* Exercise instructions
Exactly reproduce each entry, leaving out nothing.

[Begin Record excerpts]

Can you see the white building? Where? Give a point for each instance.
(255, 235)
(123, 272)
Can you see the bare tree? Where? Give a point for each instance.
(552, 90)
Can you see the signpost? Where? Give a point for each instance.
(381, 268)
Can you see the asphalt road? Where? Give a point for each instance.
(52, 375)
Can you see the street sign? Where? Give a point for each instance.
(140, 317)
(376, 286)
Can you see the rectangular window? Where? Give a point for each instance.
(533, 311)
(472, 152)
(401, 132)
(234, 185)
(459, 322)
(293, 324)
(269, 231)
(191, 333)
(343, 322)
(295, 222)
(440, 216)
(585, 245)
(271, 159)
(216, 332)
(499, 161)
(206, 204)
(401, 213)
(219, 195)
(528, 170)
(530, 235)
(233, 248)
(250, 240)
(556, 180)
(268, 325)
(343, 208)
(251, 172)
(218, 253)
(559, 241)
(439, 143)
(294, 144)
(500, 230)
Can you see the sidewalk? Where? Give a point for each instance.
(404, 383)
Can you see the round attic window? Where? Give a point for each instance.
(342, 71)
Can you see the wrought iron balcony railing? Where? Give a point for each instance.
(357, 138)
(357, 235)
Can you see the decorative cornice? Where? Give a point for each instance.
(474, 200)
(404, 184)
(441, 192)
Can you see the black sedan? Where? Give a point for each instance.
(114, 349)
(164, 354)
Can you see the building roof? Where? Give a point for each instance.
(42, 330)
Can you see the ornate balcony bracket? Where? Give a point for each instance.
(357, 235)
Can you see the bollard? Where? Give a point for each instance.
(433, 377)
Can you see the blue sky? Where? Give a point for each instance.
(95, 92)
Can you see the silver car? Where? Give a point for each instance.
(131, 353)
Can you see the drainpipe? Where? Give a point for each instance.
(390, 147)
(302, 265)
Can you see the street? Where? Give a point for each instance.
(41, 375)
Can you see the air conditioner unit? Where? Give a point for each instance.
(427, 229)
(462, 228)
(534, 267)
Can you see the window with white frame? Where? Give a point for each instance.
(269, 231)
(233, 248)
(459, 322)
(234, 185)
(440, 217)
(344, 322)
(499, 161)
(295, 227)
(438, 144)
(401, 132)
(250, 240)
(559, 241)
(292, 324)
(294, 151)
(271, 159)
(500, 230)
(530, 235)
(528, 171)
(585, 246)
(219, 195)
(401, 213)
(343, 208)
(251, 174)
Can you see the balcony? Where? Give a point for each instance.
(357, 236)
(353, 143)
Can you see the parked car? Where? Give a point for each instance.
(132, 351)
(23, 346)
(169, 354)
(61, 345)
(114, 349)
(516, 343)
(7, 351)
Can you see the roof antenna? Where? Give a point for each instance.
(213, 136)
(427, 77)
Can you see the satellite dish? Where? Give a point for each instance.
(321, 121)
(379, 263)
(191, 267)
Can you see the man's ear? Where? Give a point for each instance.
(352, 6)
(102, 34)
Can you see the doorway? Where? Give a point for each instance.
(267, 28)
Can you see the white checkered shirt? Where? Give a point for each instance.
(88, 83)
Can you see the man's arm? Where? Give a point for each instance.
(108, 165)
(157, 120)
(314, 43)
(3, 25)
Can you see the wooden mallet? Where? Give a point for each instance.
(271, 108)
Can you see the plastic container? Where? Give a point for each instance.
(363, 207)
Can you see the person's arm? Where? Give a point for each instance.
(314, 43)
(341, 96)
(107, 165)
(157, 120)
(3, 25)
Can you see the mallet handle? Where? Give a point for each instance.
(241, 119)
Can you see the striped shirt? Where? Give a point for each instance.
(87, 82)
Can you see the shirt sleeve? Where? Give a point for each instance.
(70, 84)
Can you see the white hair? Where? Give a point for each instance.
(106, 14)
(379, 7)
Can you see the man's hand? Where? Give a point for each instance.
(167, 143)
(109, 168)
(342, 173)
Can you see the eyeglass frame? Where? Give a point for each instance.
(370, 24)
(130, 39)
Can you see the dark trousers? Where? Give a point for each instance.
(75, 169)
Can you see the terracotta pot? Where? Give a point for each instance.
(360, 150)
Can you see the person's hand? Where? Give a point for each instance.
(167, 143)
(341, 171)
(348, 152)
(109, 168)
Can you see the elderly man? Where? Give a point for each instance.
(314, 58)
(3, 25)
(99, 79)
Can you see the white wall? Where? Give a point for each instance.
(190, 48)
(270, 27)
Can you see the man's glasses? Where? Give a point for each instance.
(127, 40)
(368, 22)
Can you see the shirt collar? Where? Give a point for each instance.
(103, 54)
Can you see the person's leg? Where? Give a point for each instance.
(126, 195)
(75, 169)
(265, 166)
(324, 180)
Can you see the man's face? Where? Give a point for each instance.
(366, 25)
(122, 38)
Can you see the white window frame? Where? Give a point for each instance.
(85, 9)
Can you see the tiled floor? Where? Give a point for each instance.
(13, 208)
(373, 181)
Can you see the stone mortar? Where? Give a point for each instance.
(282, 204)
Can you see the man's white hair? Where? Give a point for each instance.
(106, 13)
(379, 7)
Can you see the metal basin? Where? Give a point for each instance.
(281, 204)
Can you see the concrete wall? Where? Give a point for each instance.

[End Record excerpts]

* Exercise solution
Can you see the white building? Where? Give a point for each instance.
(255, 235)
(123, 272)
Can you see the bare tree? Where? Give a point for each instance.
(552, 90)
Can you see the signpost? Where? Give a point for each instance.
(381, 268)
Can you see the asphalt road? Where? Give a point for each instance.
(52, 375)
Can you see the street sign? Where? Give a point for each instance.
(140, 317)
(376, 286)
Can you see the rectangular window? Where? Give a point for each instance.
(533, 311)
(472, 152)
(401, 132)
(234, 185)
(459, 322)
(293, 324)
(269, 231)
(191, 333)
(343, 322)
(295, 222)
(440, 216)
(585, 245)
(271, 159)
(216, 332)
(499, 161)
(206, 204)
(401, 213)
(219, 195)
(528, 170)
(530, 235)
(233, 248)
(250, 240)
(556, 180)
(268, 325)
(343, 208)
(251, 172)
(218, 253)
(559, 241)
(439, 143)
(294, 144)
(500, 230)
Can you see the sidewalk? Where? Give a point for each instance.
(404, 383)
Can you see the round attic window? Where? Give a point for each instance.
(342, 71)
Can you see the wrought iron balcony railing? Where? Give a point for each instance.
(357, 138)
(357, 235)
Can you see the decorative cornice? Where? Give a point for each instance.
(474, 200)
(404, 184)
(441, 192)
Can you see the black sedan? Where? Give a point for each instance.
(114, 349)
(164, 354)
Can you see the building roof? Where? Give a point for each instance.
(42, 330)
Can you see the ornate balcony bracket? Where? Give a point for each instance.
(357, 235)
Can you see the bollard? Where? Give a point for each instance.
(433, 377)
Can you see the blue sky? Where? Give a point for each instance.
(95, 92)
Can you see the silver car? Where? Give a point for each instance.
(131, 353)
Can you see the drainpipe? Where? Give a point for each instance.
(390, 147)
(302, 265)
Can you see the street? Where? Give a point for each instance.
(41, 375)
Can you see the air conditioner unit? Where? Give a point for each instance.
(427, 229)
(462, 228)
(534, 267)
Can you see the window with white frame? Where? Give a point for each instance.
(269, 231)
(233, 248)
(459, 322)
(234, 185)
(440, 217)
(344, 322)
(499, 161)
(295, 227)
(438, 144)
(401, 132)
(250, 240)
(559, 241)
(292, 324)
(294, 151)
(271, 159)
(500, 230)
(530, 235)
(528, 171)
(585, 246)
(219, 195)
(401, 213)
(343, 208)
(251, 174)
Can you see the balcony? Where? Give a point for each instance.
(357, 236)
(353, 143)
Can you see the parked car? Where? Give a point for each instance.
(132, 351)
(23, 346)
(169, 354)
(61, 345)
(114, 349)
(516, 343)
(7, 351)
Can you see the roof antenna? Where? Give a point for each instance.
(213, 136)
(427, 77)
Can you see the satellite dish? Where? Give a point for each instance.
(321, 121)
(379, 263)
(191, 267)
Can you see the man's ear? Where? Give a point for each instance.
(352, 6)
(102, 34)
Can you see the doorway? Where? Give a point for each instance.
(267, 28)
Can you see the white checkered shirt? Where? Give a point for each instance.
(88, 83)
Can you see the man's arm? Where? Give a point for each instance.
(108, 165)
(157, 120)
(314, 43)
(3, 25)
Can you see the wooden mallet? Where? Give a point for each instance.
(271, 108)
Can you see the plastic container? Where? Give a point for each instance.
(363, 207)
Can you see the person's arm? Where? Give a point for each instance.
(314, 43)
(341, 96)
(107, 165)
(157, 120)
(3, 25)
Can you see the mallet handle? Where? Give a point for each instance.
(241, 119)
Can you see the striped shirt? Where? Give a point for each instance.
(87, 82)
Can you see the shirt sleeve? Where? Give a point for each instance.
(70, 84)
Can you see the white hair? Where? Give a point for each instance.
(106, 14)
(379, 7)
Can you see the man's hand? Where? Give a point for each instance.
(167, 143)
(109, 168)
(342, 173)
Can you see the eyeglass frame? Where? Give a point for each instance.
(370, 24)
(130, 39)
Can you see the dark trousers? Where? Give a point for each instance.
(75, 169)
Can you see the terracotta pot? Where? Give a point for each instance.
(360, 150)
Can you see the person's hand? Where? Give a point for each instance.
(167, 143)
(341, 171)
(348, 152)
(109, 168)
Can you see the elderly man? Where? Give a point for each instance.
(314, 58)
(3, 25)
(99, 79)
Can you see the white wall? Where? Give a point for each instance.
(190, 48)
(270, 27)
Can you see the man's glasses? Where? Give a point for each instance.
(127, 40)
(368, 22)
Can you see the shirt collar? Where? Give a point for each instance.
(103, 54)
Can you see the person's leg? Where? Give a point for each instance.
(126, 195)
(75, 169)
(265, 166)
(324, 180)
Can you see the man's face? Where? Give a point for each instance.
(366, 25)
(122, 38)
Can you see the white window frame? Where? Give a point for each instance.
(85, 9)
Can you see the tiled floor? Where? Give a point for each instance.
(13, 208)
(373, 181)
Can you see the stone mortar? Where? Give a point for each instance.
(282, 204)
Can you see the man's white hair? Where? Give a point for each instance.
(106, 13)
(379, 7)
Can you see the metal basin? Where? Give a point for each instance.
(281, 204)
Can you see the concrete wall? Where? Give a point for each instance.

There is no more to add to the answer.